*** Dataset rows
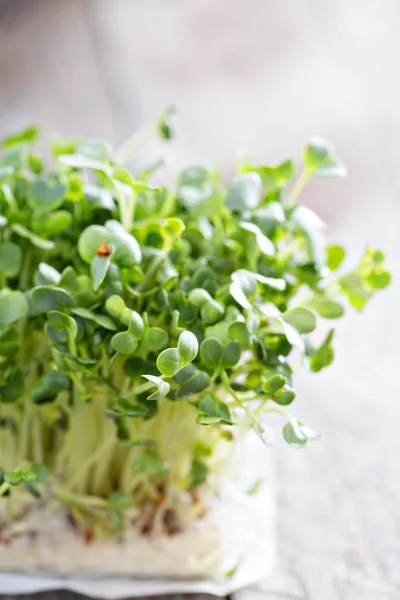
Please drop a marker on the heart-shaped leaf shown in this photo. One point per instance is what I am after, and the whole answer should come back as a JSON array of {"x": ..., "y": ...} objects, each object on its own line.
[
  {"x": 43, "y": 195},
  {"x": 13, "y": 306},
  {"x": 162, "y": 387},
  {"x": 303, "y": 319},
  {"x": 10, "y": 259}
]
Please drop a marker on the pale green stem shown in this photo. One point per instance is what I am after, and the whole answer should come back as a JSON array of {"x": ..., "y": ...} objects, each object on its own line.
[{"x": 297, "y": 188}]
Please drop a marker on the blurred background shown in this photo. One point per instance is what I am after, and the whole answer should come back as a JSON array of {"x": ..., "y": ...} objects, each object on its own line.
[{"x": 261, "y": 77}]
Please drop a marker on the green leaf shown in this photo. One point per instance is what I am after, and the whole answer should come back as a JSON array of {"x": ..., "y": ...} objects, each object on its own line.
[
  {"x": 303, "y": 319},
  {"x": 284, "y": 395},
  {"x": 188, "y": 347},
  {"x": 47, "y": 275},
  {"x": 9, "y": 343},
  {"x": 199, "y": 472},
  {"x": 320, "y": 159},
  {"x": 335, "y": 256},
  {"x": 239, "y": 333},
  {"x": 378, "y": 279},
  {"x": 293, "y": 435},
  {"x": 274, "y": 177},
  {"x": 44, "y": 195},
  {"x": 324, "y": 355},
  {"x": 169, "y": 362},
  {"x": 10, "y": 259},
  {"x": 162, "y": 387},
  {"x": 211, "y": 353},
  {"x": 264, "y": 244},
  {"x": 231, "y": 354},
  {"x": 354, "y": 287},
  {"x": 25, "y": 136},
  {"x": 244, "y": 192},
  {"x": 215, "y": 409},
  {"x": 59, "y": 320},
  {"x": 192, "y": 381},
  {"x": 273, "y": 384},
  {"x": 12, "y": 388},
  {"x": 127, "y": 250},
  {"x": 155, "y": 339},
  {"x": 151, "y": 464},
  {"x": 120, "y": 500},
  {"x": 34, "y": 239},
  {"x": 51, "y": 224},
  {"x": 49, "y": 386},
  {"x": 13, "y": 306},
  {"x": 101, "y": 320},
  {"x": 98, "y": 269},
  {"x": 297, "y": 435},
  {"x": 124, "y": 342},
  {"x": 327, "y": 308},
  {"x": 17, "y": 477},
  {"x": 49, "y": 298}
]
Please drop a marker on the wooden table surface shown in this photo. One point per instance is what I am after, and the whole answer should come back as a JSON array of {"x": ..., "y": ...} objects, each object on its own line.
[{"x": 262, "y": 76}]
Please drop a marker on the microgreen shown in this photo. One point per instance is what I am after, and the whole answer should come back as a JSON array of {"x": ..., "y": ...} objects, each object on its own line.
[{"x": 141, "y": 328}]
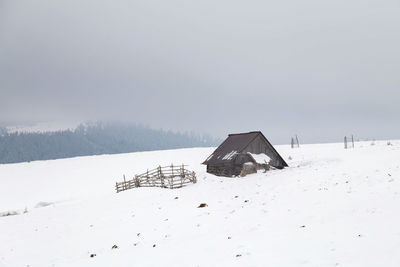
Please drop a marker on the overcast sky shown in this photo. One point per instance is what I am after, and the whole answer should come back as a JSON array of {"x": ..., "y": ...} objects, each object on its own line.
[{"x": 319, "y": 69}]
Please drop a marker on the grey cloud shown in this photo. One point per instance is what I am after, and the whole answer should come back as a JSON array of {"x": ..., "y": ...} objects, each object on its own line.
[{"x": 321, "y": 69}]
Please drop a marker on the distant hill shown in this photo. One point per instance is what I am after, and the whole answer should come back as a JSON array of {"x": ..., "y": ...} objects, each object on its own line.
[{"x": 92, "y": 139}]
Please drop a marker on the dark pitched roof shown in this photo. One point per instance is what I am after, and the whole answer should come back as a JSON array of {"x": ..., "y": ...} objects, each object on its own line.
[{"x": 234, "y": 144}]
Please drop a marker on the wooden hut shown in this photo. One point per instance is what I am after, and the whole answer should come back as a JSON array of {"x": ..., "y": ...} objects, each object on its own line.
[{"x": 237, "y": 149}]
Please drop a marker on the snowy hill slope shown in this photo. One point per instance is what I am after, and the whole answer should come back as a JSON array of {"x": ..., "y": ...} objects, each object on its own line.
[{"x": 331, "y": 207}]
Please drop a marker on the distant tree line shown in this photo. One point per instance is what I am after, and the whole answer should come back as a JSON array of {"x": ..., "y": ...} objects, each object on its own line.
******
**Problem to solve:** Output the material word for word, omitting its pictures.

**The reply:**
Please drop a marker on the heart-shaped leaf shown in this photo. One point per instance is what I am after, and the whole answer should come back as a JSON array of {"x": ..., "y": ...} objects, each object on its own line.
[
  {"x": 43, "y": 195},
  {"x": 13, "y": 306},
  {"x": 162, "y": 387},
  {"x": 303, "y": 319},
  {"x": 10, "y": 259}
]
Please drop a marker on the pale green stem shown in this photo. One point per instance is what I am after, and the whole answer should come back as a JSON array of {"x": ..., "y": ...} objects, each object on its own line.
[{"x": 297, "y": 188}]
Please drop a marker on the blurred background shown in this photo. One point per instance is what I am after, and the whole answer should come back as a JSON array of {"x": ..., "y": ...} objects, each object on its own line.
[{"x": 261, "y": 77}]
Please drop a marker on the green leaf shown in this photo. One point per instance is what I am after, and the whole answer should come back as a JSON array of {"x": ..., "y": ...} objects, each object on its own line.
[
  {"x": 303, "y": 319},
  {"x": 284, "y": 395},
  {"x": 188, "y": 347},
  {"x": 47, "y": 275},
  {"x": 9, "y": 343},
  {"x": 199, "y": 472},
  {"x": 320, "y": 159},
  {"x": 335, "y": 256},
  {"x": 239, "y": 333},
  {"x": 378, "y": 279},
  {"x": 293, "y": 435},
  {"x": 274, "y": 177},
  {"x": 44, "y": 195},
  {"x": 324, "y": 355},
  {"x": 169, "y": 362},
  {"x": 10, "y": 259},
  {"x": 162, "y": 387},
  {"x": 211, "y": 353},
  {"x": 264, "y": 244},
  {"x": 231, "y": 354},
  {"x": 354, "y": 287},
  {"x": 25, "y": 136},
  {"x": 244, "y": 192},
  {"x": 215, "y": 409},
  {"x": 59, "y": 320},
  {"x": 192, "y": 381},
  {"x": 273, "y": 384},
  {"x": 12, "y": 388},
  {"x": 127, "y": 250},
  {"x": 155, "y": 339},
  {"x": 151, "y": 464},
  {"x": 120, "y": 500},
  {"x": 34, "y": 239},
  {"x": 51, "y": 224},
  {"x": 49, "y": 386},
  {"x": 13, "y": 306},
  {"x": 101, "y": 320},
  {"x": 98, "y": 269},
  {"x": 297, "y": 435},
  {"x": 124, "y": 342},
  {"x": 327, "y": 308},
  {"x": 17, "y": 477},
  {"x": 49, "y": 298}
]
Please drop a marker on the wooden table surface shown in this photo. One point per instance is what I am after, and the whole answer should come back as a JSON array of {"x": ..., "y": ...} objects, each object on its own line.
[{"x": 262, "y": 76}]
Please drop a marker on the microgreen shown in this photo. One point per instance is what I am after, and the whole answer should come back as a JSON array of {"x": ..., "y": ...} objects, each object on its own line.
[{"x": 141, "y": 328}]
Please drop a marker on the overcast sky shown in this photo. One point per instance is what I am after, and the whole answer should come back as a JSON array of {"x": ..., "y": ...} objects, each object on its own line.
[{"x": 319, "y": 69}]
Please drop a marker on the grey cloud shown in this photo. One point per instance is what I am after, and the whole answer should come back as a JSON array of {"x": ..., "y": ...} objects, each object on its own line.
[{"x": 321, "y": 69}]
Please drop a marker on the distant hill shown in this photo. One point per instance is what I am after, and the whole answer should come back as a JSON array of {"x": ..., "y": ...} objects, each object on its own line.
[{"x": 92, "y": 139}]
Please drop a marker on the dark pitched roof shown in this photo. One point per instance is what I am after, and the whole answer should come back as a JSON array of {"x": ..., "y": ...} objects, each object on its own line.
[{"x": 234, "y": 144}]
Please drop a marker on the wooden hut shown in this photo. One point per instance is what I am after, and the whole answer should come back as a JSON array of {"x": ..., "y": ...} objects, each object on its own line.
[{"x": 237, "y": 149}]
Please drop a marker on the snowy hill slope shown in this photo. One point per instance is what I am after, and the whole answer should come back as a JSON array of {"x": ..., "y": ...} objects, each object on its own line.
[{"x": 331, "y": 207}]
Please drop a marker on the distant tree line shown in this photo. One point per instance is what I am after, and the whole answer should come back as a JSON array of {"x": ..., "y": ...} objects, each object on its own line.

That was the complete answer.